***** SELECTED EXCERPT
A Dynamic Workflow’s real efficiency win is deleting an LLM orchestrator’s coordination tokens. If your alternative is a manager agent that reads everything and reasons, in tokens, about what to dispatch next, moving that plan into free-running JavaScript is a genuine saving. That’s the case the primitive was built for.
Anchor’s orchestrator was never a model. It’s a human routing between chats, or a file-driven state machine (NEXT-ROLE.md) in automated mode. Both cost zero model tokens. The workflow replaces a free orchestrator with a free orchestrator — and then adds overhead: each role’s agent re-pays for context, threaded forward in prompts and re-read on every tool-use turn. You’re paying to remove a cost you didn’t have.
And the headline word — parallel — never applied. Workflows earn their keep on fan-out; the docs’ own examples are “a codebase-wide bug sweep, a 500-file migration.” Anchor’s cycle is a dependency chain: the Implementer needs the Architect’s spec, the Reviewer needs the implementation. You cannot parallelize a sequence. The primitive’s signature strength was structurally unavailable before the first token was spent.
**********
***** PROVIDED MATERIAL
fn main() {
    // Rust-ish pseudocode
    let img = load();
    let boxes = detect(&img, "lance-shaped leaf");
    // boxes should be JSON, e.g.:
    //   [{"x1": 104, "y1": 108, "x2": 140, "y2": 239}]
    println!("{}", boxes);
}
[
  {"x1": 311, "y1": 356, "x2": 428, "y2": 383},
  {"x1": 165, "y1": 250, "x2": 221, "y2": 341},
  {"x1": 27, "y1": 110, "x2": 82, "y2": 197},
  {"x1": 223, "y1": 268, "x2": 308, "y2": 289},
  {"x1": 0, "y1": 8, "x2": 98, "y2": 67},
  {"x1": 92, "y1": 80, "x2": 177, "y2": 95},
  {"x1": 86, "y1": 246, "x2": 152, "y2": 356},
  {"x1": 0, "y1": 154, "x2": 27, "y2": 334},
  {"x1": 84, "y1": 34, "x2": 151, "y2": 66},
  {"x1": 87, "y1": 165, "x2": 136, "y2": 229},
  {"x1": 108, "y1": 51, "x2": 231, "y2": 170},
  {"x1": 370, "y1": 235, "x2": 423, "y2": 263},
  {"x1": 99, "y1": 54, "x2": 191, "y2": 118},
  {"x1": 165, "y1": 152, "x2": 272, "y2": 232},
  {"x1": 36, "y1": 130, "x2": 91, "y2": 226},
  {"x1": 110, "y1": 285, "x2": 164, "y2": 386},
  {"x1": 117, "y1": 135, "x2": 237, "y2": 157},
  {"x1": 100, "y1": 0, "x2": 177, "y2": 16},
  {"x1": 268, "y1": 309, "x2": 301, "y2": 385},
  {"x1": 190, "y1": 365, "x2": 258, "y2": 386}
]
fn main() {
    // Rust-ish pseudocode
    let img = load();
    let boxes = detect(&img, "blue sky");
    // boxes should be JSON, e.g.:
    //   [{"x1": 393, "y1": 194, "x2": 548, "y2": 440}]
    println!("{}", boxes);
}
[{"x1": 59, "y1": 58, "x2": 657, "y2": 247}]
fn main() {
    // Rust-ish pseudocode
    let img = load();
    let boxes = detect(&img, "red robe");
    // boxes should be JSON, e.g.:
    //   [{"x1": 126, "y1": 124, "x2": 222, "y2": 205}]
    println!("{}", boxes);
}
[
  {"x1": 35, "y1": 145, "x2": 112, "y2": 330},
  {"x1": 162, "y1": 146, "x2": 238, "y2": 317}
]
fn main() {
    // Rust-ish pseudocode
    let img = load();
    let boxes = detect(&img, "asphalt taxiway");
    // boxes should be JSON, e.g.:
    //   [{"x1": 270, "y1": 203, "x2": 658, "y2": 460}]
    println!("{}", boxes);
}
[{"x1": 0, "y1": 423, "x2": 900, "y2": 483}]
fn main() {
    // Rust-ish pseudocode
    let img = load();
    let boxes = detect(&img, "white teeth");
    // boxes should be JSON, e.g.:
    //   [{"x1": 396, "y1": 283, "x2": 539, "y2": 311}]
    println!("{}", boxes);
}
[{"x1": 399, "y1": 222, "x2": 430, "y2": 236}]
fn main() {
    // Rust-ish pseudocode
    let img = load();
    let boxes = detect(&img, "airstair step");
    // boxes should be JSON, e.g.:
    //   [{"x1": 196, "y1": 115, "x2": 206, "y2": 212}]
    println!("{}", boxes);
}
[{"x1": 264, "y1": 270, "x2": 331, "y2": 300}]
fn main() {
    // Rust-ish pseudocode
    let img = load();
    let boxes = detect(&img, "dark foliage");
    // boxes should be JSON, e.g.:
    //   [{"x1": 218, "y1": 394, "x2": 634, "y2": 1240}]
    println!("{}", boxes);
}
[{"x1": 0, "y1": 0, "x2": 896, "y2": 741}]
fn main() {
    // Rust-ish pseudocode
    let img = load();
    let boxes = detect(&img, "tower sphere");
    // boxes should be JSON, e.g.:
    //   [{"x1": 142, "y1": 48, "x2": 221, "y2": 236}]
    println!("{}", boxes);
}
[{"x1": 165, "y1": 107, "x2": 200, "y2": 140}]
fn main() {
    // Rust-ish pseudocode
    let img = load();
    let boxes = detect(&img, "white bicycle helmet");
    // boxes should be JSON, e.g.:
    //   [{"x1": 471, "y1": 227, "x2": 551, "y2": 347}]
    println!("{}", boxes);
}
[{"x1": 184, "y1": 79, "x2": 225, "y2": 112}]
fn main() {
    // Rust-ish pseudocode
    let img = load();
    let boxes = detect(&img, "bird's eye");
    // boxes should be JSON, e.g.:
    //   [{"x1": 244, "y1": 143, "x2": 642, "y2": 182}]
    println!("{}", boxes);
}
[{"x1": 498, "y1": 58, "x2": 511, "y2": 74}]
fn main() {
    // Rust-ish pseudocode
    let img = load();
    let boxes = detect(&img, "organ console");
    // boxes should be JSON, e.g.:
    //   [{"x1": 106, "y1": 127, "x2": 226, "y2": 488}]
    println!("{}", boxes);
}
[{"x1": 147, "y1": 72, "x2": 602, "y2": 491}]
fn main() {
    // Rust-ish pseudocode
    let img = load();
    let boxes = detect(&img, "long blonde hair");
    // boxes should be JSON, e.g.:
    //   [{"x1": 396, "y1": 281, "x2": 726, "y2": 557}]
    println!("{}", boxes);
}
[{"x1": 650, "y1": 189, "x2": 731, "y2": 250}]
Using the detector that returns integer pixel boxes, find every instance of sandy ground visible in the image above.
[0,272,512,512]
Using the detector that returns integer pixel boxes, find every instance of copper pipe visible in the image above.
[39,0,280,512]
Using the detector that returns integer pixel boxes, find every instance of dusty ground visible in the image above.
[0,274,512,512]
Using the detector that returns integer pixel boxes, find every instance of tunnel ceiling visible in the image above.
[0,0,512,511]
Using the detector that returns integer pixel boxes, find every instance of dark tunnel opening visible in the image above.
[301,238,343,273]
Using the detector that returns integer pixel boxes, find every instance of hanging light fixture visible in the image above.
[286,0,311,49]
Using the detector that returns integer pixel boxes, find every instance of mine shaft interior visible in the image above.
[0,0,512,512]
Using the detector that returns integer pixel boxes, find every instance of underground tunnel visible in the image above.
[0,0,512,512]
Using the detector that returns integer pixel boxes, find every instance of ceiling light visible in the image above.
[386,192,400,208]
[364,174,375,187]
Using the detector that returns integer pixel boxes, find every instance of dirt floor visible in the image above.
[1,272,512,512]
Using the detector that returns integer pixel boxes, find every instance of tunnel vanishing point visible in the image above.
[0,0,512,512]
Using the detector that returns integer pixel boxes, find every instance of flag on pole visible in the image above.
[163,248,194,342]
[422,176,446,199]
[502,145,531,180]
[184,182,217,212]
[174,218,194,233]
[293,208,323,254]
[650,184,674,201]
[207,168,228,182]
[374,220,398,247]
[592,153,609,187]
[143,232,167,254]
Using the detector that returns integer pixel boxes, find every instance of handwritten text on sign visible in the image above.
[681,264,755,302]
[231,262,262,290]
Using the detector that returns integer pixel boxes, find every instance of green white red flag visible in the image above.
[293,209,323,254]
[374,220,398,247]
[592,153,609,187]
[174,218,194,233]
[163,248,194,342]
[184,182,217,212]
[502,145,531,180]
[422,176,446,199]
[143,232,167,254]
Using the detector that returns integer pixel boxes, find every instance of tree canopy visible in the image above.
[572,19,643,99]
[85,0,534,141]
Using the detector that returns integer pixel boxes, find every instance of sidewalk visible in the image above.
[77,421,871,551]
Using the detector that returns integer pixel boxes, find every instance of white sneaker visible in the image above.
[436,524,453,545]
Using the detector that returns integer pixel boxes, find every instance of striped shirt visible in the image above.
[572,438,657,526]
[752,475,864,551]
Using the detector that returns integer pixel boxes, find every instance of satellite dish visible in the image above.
**********
BRIEF 1. In the Dynamic Workflows excerpt, what file drives Anchor's state machine in automated mode?
BRIEF 2. Extract the part of the Dynamic Workflows excerpt from "A Dynamic Workflow’s" to "you didn’t have.".
This material comes from a separate source.

PROBLEM SOLUTION 1. NEXT-ROLE.md

PROBLEM SOLUTION 2.
A Dynamic Workflow’s real efficiency win is deleting an LLM orchestrator’s coordination tokens. If your alternative is a manager agent that reads everything and reasons, in tokens, about what to dispatch next, moving that plan into free-running JavaScript is a genuine saving. That’s the case the primitive was built for.
Anchor’s orchestrator was never a model. It’s a human routing between chats, or a file-driven state machine (NEXT-ROLE.md) in automated mode. Both cost zero model tokens. The workflow replaces a free orchestrator with a free orchestrator — and then adds overhead: each role’s agent re-pays for context, threaded forward in prompts and re-read on every tool-use turn. You’re paying to remove a cost you didn’t have.